Requirements → Rewrite the data from the very beginning down to and including the line that holds "x=334 y=262", changing "noun phrase" to "short description" and keeping everything else the same.

Input →
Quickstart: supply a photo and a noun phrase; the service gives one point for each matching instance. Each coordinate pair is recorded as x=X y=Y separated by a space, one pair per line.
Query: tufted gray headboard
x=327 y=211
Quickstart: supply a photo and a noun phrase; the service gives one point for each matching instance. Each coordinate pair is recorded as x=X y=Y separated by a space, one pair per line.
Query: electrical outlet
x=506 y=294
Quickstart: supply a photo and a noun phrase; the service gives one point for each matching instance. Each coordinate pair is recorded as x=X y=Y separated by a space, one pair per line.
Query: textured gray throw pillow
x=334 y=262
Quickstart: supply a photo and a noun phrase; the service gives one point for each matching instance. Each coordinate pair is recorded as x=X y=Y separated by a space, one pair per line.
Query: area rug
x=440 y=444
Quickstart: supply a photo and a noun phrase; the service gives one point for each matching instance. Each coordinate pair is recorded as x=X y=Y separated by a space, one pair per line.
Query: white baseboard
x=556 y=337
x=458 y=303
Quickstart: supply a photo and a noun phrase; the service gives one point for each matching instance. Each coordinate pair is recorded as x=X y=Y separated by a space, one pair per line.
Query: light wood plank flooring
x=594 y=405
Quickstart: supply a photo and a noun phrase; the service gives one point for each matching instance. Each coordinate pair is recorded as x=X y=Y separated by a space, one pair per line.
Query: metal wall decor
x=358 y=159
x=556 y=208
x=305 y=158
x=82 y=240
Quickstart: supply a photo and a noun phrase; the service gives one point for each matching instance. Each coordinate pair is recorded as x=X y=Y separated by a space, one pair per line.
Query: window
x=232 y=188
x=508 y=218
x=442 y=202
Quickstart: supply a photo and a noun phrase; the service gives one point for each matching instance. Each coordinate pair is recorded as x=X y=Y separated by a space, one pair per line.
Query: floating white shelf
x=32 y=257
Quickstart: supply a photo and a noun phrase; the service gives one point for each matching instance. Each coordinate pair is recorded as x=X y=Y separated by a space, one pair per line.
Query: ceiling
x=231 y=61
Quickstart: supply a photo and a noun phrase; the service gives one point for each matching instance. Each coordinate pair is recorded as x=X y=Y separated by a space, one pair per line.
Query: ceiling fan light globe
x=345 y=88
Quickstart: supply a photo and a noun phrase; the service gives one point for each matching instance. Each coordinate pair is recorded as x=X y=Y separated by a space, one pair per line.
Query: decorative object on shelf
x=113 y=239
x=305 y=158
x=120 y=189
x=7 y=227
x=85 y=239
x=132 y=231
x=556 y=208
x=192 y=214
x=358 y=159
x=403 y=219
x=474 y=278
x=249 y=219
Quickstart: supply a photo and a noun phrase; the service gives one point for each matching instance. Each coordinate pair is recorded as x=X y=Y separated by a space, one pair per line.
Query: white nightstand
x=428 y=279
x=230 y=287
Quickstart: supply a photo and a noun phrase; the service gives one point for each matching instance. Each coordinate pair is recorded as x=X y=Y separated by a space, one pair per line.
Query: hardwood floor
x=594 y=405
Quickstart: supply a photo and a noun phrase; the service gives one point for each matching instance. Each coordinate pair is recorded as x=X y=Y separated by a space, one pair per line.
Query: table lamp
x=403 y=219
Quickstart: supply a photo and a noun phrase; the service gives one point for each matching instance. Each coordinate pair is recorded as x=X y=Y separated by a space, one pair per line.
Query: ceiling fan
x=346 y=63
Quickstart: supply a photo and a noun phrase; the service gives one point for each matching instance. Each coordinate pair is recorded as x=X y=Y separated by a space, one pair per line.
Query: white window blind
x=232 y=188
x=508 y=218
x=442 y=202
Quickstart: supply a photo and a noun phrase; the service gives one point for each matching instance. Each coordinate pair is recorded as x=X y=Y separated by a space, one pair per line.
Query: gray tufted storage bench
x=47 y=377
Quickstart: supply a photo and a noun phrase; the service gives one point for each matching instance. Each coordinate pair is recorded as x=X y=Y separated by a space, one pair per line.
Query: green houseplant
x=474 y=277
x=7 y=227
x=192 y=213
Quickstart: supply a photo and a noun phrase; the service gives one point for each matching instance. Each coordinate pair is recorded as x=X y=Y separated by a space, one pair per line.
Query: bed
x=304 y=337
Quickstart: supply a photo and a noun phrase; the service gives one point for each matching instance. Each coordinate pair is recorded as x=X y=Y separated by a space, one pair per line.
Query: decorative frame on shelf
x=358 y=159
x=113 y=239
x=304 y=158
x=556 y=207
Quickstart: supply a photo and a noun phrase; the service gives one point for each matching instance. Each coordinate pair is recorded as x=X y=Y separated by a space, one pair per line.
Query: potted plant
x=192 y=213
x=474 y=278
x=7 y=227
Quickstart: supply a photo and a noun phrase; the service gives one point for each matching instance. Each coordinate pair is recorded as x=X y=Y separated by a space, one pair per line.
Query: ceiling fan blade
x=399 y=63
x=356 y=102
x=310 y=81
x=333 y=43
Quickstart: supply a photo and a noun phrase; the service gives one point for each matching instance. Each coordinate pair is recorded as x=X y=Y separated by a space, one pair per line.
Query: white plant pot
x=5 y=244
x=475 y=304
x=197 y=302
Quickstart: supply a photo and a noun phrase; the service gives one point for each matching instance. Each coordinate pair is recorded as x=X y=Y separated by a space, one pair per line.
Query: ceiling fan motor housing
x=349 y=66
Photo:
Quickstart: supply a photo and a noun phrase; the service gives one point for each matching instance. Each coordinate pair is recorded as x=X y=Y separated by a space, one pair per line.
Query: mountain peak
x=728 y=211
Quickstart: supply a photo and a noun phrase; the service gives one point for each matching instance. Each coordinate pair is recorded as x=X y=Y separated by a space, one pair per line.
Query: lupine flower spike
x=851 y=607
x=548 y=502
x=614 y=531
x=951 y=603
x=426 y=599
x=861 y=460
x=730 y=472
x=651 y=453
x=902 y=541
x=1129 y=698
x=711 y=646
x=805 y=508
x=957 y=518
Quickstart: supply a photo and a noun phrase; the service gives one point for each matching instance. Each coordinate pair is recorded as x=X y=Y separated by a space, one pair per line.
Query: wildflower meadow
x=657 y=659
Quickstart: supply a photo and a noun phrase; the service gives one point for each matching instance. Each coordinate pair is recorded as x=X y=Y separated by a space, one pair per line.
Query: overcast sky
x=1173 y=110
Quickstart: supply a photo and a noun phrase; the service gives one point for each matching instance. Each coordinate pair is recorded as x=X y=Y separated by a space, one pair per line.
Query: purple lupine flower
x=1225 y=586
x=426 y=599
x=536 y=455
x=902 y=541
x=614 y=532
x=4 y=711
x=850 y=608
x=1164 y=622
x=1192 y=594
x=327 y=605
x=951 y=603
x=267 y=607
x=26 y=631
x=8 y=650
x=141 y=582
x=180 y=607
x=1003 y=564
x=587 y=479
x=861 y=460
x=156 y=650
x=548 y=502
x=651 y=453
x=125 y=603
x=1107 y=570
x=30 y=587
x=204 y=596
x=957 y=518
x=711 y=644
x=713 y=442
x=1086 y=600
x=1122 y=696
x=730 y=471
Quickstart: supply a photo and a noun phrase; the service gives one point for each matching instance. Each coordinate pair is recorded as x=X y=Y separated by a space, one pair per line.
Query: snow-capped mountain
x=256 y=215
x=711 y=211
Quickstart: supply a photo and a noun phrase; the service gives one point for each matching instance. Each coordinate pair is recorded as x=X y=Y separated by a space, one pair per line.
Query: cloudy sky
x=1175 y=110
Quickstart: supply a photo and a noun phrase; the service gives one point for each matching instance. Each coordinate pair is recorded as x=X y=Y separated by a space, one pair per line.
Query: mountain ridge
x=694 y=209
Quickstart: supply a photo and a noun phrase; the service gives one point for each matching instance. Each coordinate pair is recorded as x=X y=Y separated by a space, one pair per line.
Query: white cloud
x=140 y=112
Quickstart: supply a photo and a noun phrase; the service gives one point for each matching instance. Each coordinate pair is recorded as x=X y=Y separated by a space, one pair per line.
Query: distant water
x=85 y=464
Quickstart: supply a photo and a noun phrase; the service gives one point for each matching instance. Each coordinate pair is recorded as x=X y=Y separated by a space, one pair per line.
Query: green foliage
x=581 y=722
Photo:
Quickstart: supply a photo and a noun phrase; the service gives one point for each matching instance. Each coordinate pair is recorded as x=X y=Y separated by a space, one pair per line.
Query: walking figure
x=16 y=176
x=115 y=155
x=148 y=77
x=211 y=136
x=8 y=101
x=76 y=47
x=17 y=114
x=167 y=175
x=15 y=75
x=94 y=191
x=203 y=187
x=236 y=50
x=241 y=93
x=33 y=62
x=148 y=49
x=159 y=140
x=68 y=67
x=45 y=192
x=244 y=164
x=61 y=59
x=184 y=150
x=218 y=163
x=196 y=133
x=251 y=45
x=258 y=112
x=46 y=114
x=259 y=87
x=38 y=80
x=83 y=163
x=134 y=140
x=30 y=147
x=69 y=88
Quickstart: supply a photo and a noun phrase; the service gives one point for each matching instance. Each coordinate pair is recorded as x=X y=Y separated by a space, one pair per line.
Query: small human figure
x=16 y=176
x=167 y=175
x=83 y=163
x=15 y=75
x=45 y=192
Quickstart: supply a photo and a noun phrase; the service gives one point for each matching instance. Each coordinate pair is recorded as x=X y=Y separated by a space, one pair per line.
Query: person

Answer to this task →
Quickstart: supply a photo and a short description; the service gives one point for each matching instance. Each coordinate pair is recorded as x=X y=Y separated by a space, one pair per line.
Query: tufted gray headboard
x=327 y=211
Quickstart: supply a photo and a short description; the service gives one point for each matching instance. Each coordinate pair is recorded as x=X y=Y separated by a space, one pair per line.
Query: electrical outlet
x=506 y=294
Quickstart: supply a photo and a short description; the service gives one point for each matching instance. Each coordinate pair is recorded as x=X y=Y separated by a space, one pair per line.
Query: textured gray throw pillow
x=334 y=262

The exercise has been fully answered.